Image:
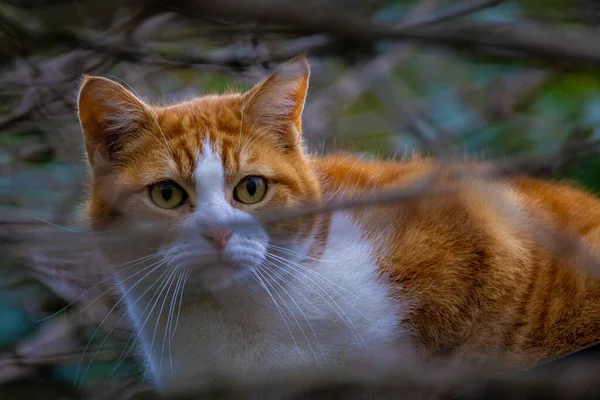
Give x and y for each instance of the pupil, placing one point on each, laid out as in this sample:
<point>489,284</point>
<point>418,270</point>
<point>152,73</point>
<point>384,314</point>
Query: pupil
<point>166,192</point>
<point>251,187</point>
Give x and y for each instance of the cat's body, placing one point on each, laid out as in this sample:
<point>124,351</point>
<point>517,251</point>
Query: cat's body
<point>337,296</point>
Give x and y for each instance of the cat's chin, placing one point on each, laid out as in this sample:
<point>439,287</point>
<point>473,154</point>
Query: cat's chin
<point>216,277</point>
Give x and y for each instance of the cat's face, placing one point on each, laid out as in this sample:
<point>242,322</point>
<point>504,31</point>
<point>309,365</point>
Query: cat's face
<point>197,177</point>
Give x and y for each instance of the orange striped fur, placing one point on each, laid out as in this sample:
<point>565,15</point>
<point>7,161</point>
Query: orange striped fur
<point>469,278</point>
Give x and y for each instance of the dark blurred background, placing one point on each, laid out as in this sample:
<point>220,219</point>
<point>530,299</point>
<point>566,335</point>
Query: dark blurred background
<point>516,81</point>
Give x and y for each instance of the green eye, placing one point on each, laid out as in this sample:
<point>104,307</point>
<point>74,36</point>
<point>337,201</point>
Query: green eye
<point>250,190</point>
<point>167,194</point>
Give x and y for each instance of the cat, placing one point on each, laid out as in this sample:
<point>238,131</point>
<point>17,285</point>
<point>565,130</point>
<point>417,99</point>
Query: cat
<point>222,297</point>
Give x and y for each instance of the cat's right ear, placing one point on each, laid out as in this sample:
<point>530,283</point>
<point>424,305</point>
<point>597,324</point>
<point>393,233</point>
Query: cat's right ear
<point>109,115</point>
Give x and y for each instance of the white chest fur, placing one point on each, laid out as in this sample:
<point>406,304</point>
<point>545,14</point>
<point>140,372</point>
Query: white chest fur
<point>327,319</point>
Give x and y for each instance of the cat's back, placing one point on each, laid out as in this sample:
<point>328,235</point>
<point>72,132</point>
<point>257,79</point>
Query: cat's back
<point>470,257</point>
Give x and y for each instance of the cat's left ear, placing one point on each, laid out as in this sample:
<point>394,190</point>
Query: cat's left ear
<point>275,105</point>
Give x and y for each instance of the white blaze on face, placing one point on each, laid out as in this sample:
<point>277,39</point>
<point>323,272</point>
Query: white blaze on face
<point>212,204</point>
<point>245,248</point>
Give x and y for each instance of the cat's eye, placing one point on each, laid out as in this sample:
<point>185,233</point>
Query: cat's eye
<point>250,190</point>
<point>167,194</point>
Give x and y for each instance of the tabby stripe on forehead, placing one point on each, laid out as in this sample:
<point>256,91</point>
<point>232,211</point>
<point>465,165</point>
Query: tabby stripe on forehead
<point>230,158</point>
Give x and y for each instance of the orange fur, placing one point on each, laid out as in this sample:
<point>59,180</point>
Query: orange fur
<point>481,288</point>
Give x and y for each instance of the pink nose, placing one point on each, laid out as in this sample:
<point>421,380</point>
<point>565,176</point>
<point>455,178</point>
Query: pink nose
<point>218,238</point>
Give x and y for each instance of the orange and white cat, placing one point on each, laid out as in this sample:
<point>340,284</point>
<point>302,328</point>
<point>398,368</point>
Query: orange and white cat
<point>217,295</point>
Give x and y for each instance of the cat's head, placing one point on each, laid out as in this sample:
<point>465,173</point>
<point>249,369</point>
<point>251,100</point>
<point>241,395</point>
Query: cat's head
<point>180,170</point>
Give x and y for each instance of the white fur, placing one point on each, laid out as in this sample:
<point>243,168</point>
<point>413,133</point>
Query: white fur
<point>323,320</point>
<point>240,337</point>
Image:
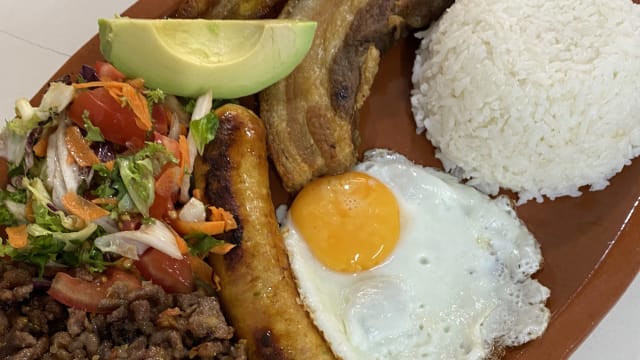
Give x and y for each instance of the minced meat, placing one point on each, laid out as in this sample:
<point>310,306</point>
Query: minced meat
<point>147,323</point>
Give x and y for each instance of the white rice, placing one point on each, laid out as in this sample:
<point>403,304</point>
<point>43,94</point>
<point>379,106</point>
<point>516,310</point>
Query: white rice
<point>539,97</point>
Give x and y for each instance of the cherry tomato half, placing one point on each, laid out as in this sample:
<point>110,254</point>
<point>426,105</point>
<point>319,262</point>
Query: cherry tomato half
<point>117,123</point>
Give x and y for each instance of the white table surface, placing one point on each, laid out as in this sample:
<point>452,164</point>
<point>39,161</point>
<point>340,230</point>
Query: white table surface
<point>38,36</point>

## What is needed
Starting with the line with "<point>473,154</point>" above and going on through the line with "<point>7,161</point>", transcribe every line exactly, both ends included, and add nothing.

## Finished task
<point>473,154</point>
Query: cat's chin
<point>216,277</point>
Give x and y for each instance of the cat's face, placing one point on each, laid out as in this sample:
<point>242,322</point>
<point>504,31</point>
<point>309,365</point>
Query: cat's face
<point>197,177</point>
Give x and y for each instance of the orange striped fur, placing one point on each, laid out as in this sample:
<point>565,15</point>
<point>7,161</point>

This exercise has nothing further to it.